§ Extracted information
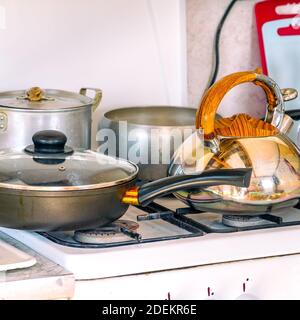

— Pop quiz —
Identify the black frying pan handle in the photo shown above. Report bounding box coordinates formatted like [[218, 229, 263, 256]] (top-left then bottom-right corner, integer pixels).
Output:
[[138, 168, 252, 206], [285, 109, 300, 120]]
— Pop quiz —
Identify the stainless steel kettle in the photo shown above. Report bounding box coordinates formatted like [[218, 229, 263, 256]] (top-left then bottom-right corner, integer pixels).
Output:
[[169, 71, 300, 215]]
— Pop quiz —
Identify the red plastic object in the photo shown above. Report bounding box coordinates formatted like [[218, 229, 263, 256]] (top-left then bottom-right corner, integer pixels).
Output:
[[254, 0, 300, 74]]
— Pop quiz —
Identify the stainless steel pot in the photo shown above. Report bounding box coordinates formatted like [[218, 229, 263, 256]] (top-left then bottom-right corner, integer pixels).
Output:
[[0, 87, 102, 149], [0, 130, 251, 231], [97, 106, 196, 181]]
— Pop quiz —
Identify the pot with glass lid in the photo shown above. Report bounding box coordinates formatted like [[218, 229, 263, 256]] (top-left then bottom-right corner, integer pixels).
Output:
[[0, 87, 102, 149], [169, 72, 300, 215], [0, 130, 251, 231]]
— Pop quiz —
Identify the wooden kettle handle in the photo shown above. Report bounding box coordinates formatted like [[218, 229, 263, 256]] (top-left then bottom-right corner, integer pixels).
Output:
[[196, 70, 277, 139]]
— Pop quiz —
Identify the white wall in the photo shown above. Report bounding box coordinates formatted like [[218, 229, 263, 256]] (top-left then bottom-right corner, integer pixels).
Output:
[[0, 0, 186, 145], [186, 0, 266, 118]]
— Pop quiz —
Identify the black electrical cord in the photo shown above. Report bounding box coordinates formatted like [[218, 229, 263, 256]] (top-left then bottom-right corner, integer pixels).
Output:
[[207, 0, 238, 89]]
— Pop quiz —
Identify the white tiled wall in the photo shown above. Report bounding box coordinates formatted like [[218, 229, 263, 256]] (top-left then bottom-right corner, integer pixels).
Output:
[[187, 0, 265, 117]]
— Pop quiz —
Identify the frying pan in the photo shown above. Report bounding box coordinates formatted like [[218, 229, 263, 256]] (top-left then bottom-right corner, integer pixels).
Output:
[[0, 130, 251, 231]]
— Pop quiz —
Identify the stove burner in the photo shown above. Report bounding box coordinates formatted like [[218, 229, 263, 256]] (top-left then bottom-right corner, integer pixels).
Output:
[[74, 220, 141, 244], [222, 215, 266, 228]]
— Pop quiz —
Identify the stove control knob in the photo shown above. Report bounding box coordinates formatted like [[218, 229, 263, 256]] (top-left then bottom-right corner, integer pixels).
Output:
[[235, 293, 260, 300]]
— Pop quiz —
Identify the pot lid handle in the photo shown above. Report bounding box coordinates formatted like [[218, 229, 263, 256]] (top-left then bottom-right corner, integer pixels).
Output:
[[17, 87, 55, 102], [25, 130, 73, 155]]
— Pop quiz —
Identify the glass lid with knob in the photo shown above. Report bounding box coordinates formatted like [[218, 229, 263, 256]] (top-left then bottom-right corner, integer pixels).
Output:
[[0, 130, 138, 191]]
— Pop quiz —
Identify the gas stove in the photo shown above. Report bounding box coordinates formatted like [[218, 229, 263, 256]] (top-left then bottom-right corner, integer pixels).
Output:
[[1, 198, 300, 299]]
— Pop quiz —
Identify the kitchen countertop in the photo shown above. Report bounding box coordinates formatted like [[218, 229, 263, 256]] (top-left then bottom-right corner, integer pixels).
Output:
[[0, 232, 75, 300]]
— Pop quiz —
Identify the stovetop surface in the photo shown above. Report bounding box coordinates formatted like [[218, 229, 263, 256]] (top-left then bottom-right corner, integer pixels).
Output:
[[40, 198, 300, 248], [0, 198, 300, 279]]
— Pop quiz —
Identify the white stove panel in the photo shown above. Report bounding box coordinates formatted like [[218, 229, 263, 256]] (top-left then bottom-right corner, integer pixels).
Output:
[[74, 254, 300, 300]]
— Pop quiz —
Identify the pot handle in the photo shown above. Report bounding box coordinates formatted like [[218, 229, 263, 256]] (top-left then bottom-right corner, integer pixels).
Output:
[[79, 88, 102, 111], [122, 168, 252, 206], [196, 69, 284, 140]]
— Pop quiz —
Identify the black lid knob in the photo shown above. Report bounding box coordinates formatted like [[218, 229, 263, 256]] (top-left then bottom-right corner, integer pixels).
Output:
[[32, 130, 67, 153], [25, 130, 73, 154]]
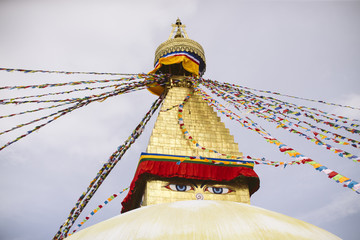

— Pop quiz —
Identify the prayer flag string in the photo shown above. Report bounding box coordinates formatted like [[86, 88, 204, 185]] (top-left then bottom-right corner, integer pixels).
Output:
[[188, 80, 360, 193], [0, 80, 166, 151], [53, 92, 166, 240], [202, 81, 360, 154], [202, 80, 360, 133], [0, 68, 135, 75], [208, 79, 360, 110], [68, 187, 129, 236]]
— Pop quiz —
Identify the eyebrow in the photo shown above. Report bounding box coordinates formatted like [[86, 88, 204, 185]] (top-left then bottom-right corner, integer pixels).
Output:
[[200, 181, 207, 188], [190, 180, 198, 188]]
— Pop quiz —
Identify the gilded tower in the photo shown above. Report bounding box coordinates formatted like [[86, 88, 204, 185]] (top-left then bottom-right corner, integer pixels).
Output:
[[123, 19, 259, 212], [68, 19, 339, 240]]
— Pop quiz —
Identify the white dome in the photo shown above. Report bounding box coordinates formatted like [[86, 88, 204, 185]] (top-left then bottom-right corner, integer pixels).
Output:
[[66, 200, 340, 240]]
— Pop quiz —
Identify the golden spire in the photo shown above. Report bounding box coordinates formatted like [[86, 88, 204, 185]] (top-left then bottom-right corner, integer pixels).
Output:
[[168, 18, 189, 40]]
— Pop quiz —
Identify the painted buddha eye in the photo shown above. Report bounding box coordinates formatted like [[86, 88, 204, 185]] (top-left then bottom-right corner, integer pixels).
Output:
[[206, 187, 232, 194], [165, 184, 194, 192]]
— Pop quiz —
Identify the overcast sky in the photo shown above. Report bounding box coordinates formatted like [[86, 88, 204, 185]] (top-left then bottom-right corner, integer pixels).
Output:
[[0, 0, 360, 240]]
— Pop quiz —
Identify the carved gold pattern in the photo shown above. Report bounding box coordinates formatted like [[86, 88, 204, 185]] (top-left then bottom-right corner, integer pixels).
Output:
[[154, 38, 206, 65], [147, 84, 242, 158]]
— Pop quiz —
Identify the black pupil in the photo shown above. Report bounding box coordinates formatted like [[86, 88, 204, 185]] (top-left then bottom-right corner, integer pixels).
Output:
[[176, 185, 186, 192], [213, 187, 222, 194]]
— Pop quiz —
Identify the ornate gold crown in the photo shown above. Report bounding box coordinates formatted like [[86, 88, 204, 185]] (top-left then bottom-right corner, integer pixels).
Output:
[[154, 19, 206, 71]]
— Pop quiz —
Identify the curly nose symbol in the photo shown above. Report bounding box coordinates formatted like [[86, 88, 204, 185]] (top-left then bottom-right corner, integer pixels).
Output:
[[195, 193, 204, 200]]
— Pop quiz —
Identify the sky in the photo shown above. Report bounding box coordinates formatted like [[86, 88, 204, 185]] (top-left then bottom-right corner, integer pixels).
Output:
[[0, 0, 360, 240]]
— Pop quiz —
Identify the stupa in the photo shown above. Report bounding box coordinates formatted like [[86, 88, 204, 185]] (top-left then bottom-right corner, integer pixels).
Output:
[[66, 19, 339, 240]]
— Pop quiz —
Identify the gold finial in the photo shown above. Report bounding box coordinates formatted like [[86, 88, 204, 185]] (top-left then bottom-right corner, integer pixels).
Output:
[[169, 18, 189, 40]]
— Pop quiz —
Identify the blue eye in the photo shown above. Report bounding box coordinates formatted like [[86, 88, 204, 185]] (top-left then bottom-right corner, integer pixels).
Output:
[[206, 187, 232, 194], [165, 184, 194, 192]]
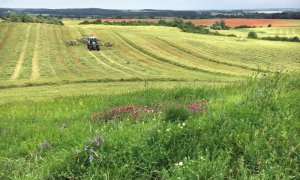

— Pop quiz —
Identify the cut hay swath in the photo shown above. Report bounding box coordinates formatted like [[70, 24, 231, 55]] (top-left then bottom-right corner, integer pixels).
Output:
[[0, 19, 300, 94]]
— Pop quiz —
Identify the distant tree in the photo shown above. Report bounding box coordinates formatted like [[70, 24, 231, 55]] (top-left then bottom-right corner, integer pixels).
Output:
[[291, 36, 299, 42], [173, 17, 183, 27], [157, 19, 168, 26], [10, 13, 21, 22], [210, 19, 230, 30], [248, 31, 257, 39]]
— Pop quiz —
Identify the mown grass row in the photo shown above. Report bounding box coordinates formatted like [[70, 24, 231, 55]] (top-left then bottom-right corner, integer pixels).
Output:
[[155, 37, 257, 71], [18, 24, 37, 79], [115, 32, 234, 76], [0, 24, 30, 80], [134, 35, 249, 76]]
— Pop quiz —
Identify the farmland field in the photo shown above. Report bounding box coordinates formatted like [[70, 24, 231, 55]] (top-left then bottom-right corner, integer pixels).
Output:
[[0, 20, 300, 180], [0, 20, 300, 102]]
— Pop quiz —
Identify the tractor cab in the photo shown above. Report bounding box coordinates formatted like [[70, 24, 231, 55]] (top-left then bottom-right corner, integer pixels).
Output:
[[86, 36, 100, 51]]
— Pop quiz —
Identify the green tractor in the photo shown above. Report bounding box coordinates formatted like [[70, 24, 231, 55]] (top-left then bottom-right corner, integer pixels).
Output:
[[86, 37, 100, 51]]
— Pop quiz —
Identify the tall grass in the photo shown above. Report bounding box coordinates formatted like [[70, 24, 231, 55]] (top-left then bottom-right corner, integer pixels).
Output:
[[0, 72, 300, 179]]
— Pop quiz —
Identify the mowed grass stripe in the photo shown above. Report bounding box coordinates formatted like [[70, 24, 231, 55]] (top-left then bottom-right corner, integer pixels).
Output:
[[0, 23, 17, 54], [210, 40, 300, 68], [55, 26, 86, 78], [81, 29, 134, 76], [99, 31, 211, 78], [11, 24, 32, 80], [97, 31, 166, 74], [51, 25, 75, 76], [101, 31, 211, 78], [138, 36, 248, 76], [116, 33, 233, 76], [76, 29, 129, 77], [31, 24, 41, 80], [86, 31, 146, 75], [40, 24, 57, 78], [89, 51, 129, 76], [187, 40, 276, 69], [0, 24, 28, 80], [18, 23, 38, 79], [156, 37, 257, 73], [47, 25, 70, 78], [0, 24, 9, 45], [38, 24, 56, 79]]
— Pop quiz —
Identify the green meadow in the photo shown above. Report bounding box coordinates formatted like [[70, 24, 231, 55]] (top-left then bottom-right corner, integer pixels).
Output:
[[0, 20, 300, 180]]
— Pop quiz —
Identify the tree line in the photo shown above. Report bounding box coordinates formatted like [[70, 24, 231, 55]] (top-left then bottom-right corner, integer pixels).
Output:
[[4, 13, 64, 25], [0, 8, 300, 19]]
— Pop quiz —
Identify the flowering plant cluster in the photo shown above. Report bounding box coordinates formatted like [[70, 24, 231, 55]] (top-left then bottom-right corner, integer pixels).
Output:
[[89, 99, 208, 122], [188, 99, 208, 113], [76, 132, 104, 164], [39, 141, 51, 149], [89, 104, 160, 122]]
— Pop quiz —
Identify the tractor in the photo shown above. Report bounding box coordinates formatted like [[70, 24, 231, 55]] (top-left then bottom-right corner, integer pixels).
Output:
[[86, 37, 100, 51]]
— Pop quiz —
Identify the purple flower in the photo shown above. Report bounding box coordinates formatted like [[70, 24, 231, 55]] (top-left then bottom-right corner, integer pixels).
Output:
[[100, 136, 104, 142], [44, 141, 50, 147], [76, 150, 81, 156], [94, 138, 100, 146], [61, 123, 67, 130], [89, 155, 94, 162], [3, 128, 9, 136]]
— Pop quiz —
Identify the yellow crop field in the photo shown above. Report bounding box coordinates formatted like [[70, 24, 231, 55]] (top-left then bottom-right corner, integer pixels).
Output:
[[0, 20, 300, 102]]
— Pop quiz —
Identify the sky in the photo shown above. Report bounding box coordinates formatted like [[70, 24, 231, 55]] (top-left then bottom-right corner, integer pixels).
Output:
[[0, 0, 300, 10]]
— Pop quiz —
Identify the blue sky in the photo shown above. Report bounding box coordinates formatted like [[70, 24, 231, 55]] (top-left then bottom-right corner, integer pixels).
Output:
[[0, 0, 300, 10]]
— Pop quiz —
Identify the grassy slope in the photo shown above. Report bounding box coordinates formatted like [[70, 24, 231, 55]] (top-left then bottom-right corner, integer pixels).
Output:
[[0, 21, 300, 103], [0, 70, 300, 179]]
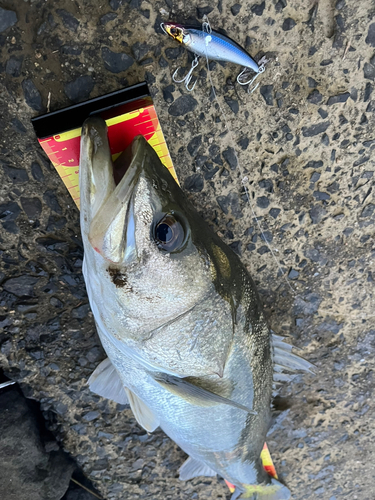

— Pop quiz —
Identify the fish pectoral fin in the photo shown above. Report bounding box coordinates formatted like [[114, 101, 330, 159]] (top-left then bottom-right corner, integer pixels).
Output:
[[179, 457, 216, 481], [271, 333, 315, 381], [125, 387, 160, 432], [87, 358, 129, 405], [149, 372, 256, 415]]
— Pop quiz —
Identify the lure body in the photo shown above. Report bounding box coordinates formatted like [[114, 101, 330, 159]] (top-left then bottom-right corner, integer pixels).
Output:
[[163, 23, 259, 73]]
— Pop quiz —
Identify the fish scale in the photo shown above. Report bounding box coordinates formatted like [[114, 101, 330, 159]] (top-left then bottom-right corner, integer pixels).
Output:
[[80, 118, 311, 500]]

§ Given exercise
How many lines of the material above contain the word "white"? Reply with the number alone.

§ Written solution
4